- Required actions:
a – From the PEP 365 message, output the passage that begins at the words "Phillip J. Eby" and stops after the words "manager like setuptools.".
b – In the PEP 365 message, what did PEP 365 propose that the bootstrap process do?

- Supplied text:
+--

[Distutils] [Python-Dev] PEP 365 (Adding the pkg_resources module)
Phillip J. Eby
pje at telecommunity.com
Tue Mar 18 23:36:57 CET 2008
At 03:43 PM 3/18/2008 -0500, Guido van Rossum wrote:
>Only very few people would care about writing a setup
>script that works with this bootstrap module; basically only package
>manager implementers.
That's true today, sure, but as soon as it is widely available,
others are sure to want to use it too. I just want a bright-line
distinction between what is and isn't bootstrappable, rather than a
murky region of "maybe, if you're not doing anything too complicated".
>There seems to be a misunderstanding about what I am proposing we do
>instead. The boostrap installer should only be powerful enough to
>allow it to be used to install a real package manager like setuptools.
Which is why PEP 365 proposed only downloading an archive to a cache
directory, and optionally running something from it. It explicitly
disavows "installation" of anything, since the downloaded archive
wouldn't have been added to sys.path except for the duration of the
bootstrap process, and no scripts were to be installed. (Indeed,
apart from the methods it would have used to locate the archive on
PyPI, and to determine what to run from inside it, there was nothing
particularly egg-specific about the proposed bootstrapping process.)

+--

Saved entries:
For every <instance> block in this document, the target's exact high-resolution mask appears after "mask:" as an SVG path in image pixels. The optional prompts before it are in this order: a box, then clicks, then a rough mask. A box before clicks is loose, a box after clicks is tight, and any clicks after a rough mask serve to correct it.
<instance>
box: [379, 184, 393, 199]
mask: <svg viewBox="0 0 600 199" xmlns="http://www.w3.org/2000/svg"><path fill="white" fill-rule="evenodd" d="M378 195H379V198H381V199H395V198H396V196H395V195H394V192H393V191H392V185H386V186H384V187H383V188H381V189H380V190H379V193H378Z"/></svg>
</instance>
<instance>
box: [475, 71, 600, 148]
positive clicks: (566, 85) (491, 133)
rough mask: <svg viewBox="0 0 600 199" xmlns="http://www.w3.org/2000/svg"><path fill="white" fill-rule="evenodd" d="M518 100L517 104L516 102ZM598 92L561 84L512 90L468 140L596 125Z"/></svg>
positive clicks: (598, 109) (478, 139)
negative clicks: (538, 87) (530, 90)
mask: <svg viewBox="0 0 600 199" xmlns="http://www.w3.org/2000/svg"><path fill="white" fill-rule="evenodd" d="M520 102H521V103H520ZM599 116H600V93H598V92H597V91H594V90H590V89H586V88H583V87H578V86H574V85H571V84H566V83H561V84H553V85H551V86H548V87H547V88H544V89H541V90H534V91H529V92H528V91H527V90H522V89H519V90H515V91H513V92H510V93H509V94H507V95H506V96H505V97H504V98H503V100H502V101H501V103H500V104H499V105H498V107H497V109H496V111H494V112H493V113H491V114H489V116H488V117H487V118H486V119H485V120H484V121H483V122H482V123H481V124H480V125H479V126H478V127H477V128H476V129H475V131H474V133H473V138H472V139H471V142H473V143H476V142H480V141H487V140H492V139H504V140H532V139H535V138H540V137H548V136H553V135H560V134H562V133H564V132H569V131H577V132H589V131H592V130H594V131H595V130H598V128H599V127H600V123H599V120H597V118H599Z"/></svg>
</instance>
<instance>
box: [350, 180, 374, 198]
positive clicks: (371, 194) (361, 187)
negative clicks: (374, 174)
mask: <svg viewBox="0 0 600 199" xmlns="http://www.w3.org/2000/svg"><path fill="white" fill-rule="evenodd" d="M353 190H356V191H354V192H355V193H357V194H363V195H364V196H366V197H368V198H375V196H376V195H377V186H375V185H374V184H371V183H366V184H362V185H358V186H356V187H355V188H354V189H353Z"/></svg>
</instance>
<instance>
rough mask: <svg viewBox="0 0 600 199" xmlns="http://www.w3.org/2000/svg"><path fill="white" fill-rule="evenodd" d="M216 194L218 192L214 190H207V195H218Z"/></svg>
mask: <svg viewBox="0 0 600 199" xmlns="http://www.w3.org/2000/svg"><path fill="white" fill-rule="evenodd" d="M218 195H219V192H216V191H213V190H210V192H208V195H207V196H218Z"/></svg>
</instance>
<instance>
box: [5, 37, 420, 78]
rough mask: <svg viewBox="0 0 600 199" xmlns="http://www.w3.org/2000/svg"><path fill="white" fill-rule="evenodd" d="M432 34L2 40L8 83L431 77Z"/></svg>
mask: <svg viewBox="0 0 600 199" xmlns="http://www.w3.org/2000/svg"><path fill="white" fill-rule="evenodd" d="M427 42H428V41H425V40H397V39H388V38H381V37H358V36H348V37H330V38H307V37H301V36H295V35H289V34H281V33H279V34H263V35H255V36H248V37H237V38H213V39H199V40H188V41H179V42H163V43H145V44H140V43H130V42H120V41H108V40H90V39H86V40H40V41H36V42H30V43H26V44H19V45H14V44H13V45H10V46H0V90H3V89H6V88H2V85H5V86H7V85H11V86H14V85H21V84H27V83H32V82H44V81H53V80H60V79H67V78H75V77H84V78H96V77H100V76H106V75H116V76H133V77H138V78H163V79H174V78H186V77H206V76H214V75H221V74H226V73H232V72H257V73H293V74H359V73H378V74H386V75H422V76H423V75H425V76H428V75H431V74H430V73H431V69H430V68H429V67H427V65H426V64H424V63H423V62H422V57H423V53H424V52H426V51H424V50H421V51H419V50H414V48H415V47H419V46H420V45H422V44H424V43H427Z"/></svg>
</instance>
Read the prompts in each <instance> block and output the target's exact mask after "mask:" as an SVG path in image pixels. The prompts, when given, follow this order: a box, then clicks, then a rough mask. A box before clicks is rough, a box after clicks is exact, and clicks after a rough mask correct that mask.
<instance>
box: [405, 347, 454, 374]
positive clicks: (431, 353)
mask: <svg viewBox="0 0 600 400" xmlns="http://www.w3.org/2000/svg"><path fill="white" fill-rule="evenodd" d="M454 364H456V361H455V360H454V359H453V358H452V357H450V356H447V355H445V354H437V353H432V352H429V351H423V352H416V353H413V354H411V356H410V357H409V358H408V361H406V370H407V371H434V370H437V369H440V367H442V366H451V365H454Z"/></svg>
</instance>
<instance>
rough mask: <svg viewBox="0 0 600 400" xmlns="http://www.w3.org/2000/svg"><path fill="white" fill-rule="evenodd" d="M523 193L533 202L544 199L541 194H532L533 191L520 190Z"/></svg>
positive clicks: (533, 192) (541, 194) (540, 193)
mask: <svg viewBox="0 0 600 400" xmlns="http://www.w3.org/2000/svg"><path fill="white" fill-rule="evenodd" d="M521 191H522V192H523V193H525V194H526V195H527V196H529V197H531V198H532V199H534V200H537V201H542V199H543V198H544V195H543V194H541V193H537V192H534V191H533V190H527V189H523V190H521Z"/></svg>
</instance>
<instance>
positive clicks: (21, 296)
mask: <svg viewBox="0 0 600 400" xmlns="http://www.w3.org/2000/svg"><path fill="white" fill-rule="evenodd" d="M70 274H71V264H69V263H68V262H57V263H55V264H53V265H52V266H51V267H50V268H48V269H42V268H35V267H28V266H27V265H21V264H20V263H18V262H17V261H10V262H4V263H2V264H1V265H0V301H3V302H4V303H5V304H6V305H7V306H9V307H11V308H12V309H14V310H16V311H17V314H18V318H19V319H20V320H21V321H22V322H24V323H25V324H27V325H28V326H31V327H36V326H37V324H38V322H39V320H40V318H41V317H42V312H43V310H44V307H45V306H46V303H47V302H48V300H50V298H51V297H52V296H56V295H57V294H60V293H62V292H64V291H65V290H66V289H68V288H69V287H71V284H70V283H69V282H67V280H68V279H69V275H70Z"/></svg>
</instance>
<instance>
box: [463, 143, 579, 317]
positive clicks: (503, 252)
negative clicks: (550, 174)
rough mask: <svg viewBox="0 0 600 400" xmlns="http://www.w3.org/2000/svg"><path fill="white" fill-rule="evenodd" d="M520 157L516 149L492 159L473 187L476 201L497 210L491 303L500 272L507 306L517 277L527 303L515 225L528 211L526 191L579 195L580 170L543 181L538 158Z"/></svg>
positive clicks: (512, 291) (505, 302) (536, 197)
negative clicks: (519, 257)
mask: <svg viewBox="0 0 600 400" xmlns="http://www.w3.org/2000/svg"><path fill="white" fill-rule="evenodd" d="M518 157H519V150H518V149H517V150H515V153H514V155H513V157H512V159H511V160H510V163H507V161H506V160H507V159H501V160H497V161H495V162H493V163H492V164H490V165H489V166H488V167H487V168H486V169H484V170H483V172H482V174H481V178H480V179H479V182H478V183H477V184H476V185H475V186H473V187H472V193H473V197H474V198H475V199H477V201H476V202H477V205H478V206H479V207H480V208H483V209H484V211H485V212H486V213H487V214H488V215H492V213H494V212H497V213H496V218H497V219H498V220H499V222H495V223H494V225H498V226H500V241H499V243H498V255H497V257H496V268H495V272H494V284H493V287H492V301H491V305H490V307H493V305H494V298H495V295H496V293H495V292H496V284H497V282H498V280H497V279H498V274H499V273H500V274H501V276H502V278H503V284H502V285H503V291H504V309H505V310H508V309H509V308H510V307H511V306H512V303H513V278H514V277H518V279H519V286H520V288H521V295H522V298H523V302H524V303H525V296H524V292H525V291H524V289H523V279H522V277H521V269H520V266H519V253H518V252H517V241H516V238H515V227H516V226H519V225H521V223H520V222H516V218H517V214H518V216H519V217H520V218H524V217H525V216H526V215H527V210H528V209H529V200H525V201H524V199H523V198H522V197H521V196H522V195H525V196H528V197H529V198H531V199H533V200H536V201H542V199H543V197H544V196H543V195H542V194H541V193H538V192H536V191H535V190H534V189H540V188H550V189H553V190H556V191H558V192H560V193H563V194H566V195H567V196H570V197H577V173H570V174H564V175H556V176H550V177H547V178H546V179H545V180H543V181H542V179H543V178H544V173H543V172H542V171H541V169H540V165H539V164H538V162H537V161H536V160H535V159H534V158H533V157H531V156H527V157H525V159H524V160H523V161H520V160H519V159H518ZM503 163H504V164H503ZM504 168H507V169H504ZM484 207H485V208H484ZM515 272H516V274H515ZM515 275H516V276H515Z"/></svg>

+--

- Completed exercise:
a –
Phillip J. Eby
pje at telecommunity.com
Tue Mar 18 23:36:57 CET 2008
At 03:43 PM 3/18/2008 -0500, Guido van Rossum wrote:
>Only very few people would care about writing a setup
>script that works with this bootstrap module; basically only package
>manager implementers.
That's true today, sure, but as soon as it is widely available,
others are sure to want to use it too. I just want a bright-line
distinction between what is and isn't bootstrappable, rather than a
murky region of "maybe, if you're not doing anything too complicated".
>There seems to be a misunderstanding about what I am proposing we do
>instead. The boostrap installer should only be powerful enough to
>allow it to be used to install a real package manager like setuptools.

b – Only download an archive to a cache directory and optionally run something from it.